**Problem description**
Can you copy every one of the rows below, character for character, without changing anything?

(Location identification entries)

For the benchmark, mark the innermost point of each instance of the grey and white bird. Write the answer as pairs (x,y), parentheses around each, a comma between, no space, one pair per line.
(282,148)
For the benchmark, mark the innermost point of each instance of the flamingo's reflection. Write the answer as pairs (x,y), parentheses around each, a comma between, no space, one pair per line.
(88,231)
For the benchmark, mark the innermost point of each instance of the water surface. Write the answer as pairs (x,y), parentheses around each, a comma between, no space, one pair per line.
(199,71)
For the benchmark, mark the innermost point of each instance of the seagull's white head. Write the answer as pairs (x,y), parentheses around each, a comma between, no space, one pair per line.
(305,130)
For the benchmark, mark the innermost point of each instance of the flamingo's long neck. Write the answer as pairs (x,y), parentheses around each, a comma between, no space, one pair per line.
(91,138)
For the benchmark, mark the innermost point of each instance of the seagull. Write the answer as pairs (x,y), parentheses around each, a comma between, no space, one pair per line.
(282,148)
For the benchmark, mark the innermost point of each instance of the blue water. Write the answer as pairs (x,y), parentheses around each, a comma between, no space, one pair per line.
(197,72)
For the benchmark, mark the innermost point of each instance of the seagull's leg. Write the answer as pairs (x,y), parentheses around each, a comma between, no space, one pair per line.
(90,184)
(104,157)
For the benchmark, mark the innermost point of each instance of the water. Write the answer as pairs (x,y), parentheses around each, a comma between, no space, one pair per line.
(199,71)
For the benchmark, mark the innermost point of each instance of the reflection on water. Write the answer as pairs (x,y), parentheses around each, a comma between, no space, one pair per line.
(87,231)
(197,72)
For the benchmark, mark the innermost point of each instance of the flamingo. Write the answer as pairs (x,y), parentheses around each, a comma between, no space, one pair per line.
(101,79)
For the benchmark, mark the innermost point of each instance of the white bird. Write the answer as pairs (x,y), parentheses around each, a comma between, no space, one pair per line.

**Solution for this problem**
For the benchmark, mark the innermost point of each instance of the grey and white bird. Write the answer as pairs (x,y), parentheses around each, a comma between, no space, one pair per line.
(282,148)
For the benchmark, mark the innermost point of each instance of the flamingo's reflection. Write the answer as pairs (x,y), parentheses around each, a comma between, no space, one pair per line.
(88,231)
For the benchmark, mark the innermost point of each instance of the water surface. Write the answer as pairs (x,y), parentheses around each, a comma between, no space, one pair per line.
(199,71)
For the benchmark, mark the innermost point of each instance of the seagull's white head. Write the answer as pairs (x,y), parentheses around each, a comma between, no space, one pair per line.
(305,130)
For the benchmark, mark the innermost point of each instance of the flamingo's long neck. Write the answer as pairs (x,y), parentheses around each, a comma between, no space, one pair per line.
(91,138)
For the benchmark, mark the innermost point of each instance of the seagull. Write the answer as pairs (x,y), parentheses around each, a comma between, no space, one pair per line.
(282,148)
For the benchmark, mark the innermost point of each instance of the blue water. Write the answer as pairs (x,y), parentheses around each, a comma between, no space, one pair per line.
(197,72)
For the benchmark, mark the innermost point of each instance of the seagull's leg. Write the answer as pairs (x,y), parentheses around each, a comma between, no space, one pair per line.
(90,184)
(104,157)
For the benchmark, mark the innermost point of each instance of the water. Write the answer as pairs (x,y), parentheses around each, a comma between, no space, one pair per line.
(199,71)
For the benchmark, mark the innermost point of each instance of the reflection on water. Write the answer as pairs (x,y), parentheses around each, a comma between, no space, one pair per line.
(87,231)
(197,72)
For the benchmark, mark the innermost point of each instance of the flamingo. Write the answer as pairs (x,y), parentheses around each, a comma between, no space, one pair per line.
(101,79)
For the benchmark, mark the innermost point of each instance of the white bird. Write the answer as pairs (x,y), parentheses around each, a comma between, no space, one pair per line.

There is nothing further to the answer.